### [EXERCISE]
All the entries need to be quoted exactly, apart from the pictures, which you should drop.

═══ SOURCE MATERIAL ═══

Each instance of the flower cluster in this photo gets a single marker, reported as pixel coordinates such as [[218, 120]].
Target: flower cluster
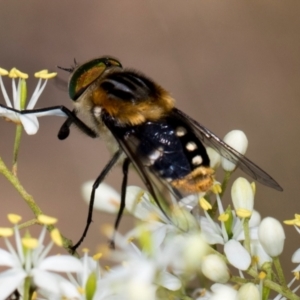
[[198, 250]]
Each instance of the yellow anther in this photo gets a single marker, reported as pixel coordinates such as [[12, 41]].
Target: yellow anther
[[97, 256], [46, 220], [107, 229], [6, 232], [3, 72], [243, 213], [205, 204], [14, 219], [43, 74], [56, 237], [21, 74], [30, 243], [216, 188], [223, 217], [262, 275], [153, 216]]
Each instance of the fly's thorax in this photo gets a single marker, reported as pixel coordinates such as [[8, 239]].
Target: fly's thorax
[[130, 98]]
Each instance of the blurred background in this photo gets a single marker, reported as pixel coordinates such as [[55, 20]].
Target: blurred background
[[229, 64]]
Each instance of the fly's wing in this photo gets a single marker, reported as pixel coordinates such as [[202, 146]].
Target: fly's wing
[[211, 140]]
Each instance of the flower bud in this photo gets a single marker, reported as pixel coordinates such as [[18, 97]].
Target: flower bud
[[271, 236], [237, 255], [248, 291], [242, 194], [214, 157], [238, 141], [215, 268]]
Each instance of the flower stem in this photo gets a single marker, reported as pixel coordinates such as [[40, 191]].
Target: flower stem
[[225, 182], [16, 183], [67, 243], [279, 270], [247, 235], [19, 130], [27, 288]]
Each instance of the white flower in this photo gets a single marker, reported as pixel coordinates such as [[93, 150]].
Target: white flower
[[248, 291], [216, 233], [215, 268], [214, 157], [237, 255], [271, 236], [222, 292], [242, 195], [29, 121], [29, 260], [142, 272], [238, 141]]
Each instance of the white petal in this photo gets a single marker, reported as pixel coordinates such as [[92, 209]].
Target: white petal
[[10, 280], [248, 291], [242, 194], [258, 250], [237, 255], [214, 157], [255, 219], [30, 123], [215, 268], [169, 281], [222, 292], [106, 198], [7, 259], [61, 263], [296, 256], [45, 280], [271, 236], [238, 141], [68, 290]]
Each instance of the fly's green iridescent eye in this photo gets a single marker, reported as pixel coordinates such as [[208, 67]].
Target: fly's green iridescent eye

═══

### [ANSWER SECTION]
Each instance of the flower cluster in this photo gets a single marker, reported as pixel coordinates such as [[218, 120]].
Target: flower cluster
[[198, 250]]
Each instance of the yellow anther in this photo gets a single marker, reported as pixel coordinates such as [[12, 41]].
Target: yellow anther
[[97, 256], [46, 220], [107, 229], [6, 232], [3, 72], [243, 213], [205, 204], [14, 219], [43, 74], [56, 237], [21, 74], [30, 243], [216, 188], [223, 217], [262, 275], [153, 216]]
Each instance of the fly's thorax in this photo gets a single marker, reported as pixel coordinates such as [[8, 239]].
Target: fly's thorax
[[130, 98]]
Each instance of the blurred background in this photo gets a single marker, reported as pixel coordinates such as [[55, 20]].
Target: blurred background
[[229, 64]]
Each instance of the fly's wing in this photo gets a single marker, reported as pixel coordinates such as [[202, 146]].
Target: fly's wing
[[211, 140]]
Each instance of the flower bud in this photo gets a single marker, reported as pixel coordinates such as [[18, 97]].
Target: flower bud
[[271, 236], [237, 255], [248, 291], [242, 194], [214, 157], [238, 141], [215, 268]]
Each instance of the flower stem in this photo gets a single marker, reported as pixel coordinates such as [[40, 191]].
Target: flower stem
[[225, 182], [16, 183], [67, 243], [279, 270], [247, 235], [19, 130], [27, 288]]
Each instance of the white flower in this photo gets a single marker, reported as pixel coordinates such as [[93, 150]].
Target: white flower
[[248, 291], [216, 233], [215, 268], [214, 157], [237, 255], [271, 236], [222, 292], [242, 195], [29, 121], [29, 260], [142, 272], [238, 141]]
Each instance of the white petal in this photo gets a single marker, reported as pixel coordinates such as [[92, 209]].
Target: white petal
[[10, 280], [248, 291], [242, 194], [258, 250], [237, 255], [214, 157], [255, 219], [30, 123], [215, 268], [169, 281], [222, 292], [106, 198], [7, 259], [61, 263], [296, 256], [45, 280], [271, 236], [238, 141], [68, 290]]
Each instance of the fly's green iridescent eye in this photo gets a single marker, reported as pixel coordinates such as [[208, 67]].
Target: fly's green iridescent eye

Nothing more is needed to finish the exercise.